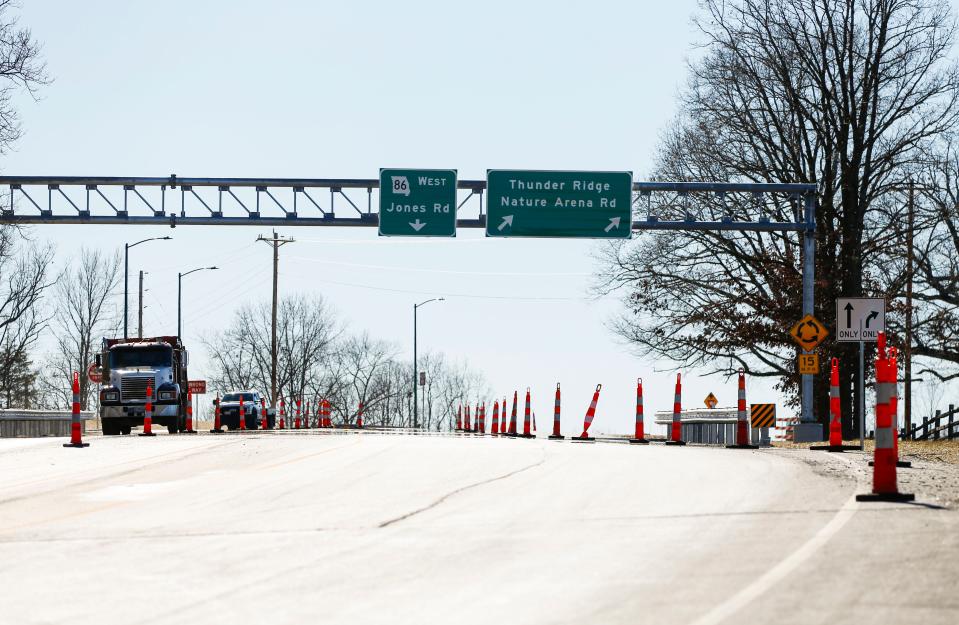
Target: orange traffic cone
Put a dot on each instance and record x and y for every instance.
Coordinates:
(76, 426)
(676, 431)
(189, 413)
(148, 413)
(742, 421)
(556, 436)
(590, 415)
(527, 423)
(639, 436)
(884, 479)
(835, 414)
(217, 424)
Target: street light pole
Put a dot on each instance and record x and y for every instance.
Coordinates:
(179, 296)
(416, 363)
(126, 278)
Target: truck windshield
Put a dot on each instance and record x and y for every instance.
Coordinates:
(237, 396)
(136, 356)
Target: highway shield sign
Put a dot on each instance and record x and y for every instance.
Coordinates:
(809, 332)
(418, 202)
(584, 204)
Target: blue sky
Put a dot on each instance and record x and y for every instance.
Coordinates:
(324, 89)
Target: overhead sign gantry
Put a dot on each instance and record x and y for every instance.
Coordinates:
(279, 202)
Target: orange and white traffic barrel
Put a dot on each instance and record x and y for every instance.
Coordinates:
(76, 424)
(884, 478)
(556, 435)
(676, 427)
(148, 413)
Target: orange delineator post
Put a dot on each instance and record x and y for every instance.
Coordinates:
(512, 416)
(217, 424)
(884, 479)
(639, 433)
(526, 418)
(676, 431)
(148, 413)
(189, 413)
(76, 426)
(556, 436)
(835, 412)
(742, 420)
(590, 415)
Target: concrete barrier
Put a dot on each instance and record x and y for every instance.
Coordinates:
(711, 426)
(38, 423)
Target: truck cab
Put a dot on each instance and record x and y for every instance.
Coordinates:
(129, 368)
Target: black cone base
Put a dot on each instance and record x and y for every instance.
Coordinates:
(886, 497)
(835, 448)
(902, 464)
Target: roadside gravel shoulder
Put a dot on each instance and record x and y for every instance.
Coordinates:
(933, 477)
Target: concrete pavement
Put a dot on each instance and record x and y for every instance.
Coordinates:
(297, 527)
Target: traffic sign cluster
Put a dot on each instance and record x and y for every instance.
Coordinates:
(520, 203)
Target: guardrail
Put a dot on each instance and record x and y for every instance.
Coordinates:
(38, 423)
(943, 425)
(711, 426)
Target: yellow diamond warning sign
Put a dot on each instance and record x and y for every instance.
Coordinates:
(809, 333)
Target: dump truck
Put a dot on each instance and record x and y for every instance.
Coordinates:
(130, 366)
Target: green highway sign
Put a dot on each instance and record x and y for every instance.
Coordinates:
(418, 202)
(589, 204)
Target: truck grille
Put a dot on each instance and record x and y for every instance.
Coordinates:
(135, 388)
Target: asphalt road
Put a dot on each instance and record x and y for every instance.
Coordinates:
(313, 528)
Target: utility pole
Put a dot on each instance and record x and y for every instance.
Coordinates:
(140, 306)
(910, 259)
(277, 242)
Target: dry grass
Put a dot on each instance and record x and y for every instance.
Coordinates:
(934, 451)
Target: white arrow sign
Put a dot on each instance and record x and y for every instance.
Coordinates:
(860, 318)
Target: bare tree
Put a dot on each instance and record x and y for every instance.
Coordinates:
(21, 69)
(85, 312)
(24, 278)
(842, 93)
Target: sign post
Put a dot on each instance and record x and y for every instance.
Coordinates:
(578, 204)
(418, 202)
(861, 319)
****************
Task details:
Your task is to write out the lines from the one with "Target: roadside gravel shoulder" through the end of the records, exactly and with nothing added.

Response:
Target: roadside gravel shoulder
Put a dot on each instance and record x and y for every instance.
Coordinates:
(933, 477)
Target: concrete pavement
Put a dot on each instance and record x and y for every instance.
Coordinates:
(297, 527)
Target: traffic sign cluster
Put a dot on each instance and record x and y for every instance.
Coordinates:
(520, 203)
Target: guardrail
Put a dot on each instance and record x and y for every instance.
Coordinates:
(38, 423)
(943, 425)
(711, 426)
Target: yellow diamond warning sign
Put a dot on each instance and record x and y for every instance.
Coordinates:
(809, 333)
Target: dump truck
Put a dot on each instance and record x and y for every instance.
Coordinates:
(130, 366)
Target: green highway sign
Put a dot on each instance and record x and y for every instance.
Coordinates:
(418, 202)
(589, 204)
Target: truck grille
Put a dot on each instance and record x and y for every instance.
Coordinates:
(135, 388)
Target: asphalt road
Put a dot on each instance and record x and y for every instance.
Coordinates:
(313, 528)
Target: utility pole
Put a dot on each instance and record x and y for every instance.
Coordinates:
(140, 306)
(910, 259)
(277, 242)
Target: dry grass
Put a dot on each instance and record x and y for every instance.
Coordinates:
(934, 451)
Target: white arrow sign
Put a dot on each instance and record x and y for every instance.
Coordinates:
(860, 318)
Target: bare tree
Put a dot on each instance and record x and y for every instance.
Coordinates:
(21, 69)
(85, 312)
(24, 278)
(842, 93)
Target: sign post
Put a dot on each instance and record x and y for every instance.
Coordinates:
(578, 204)
(418, 202)
(861, 319)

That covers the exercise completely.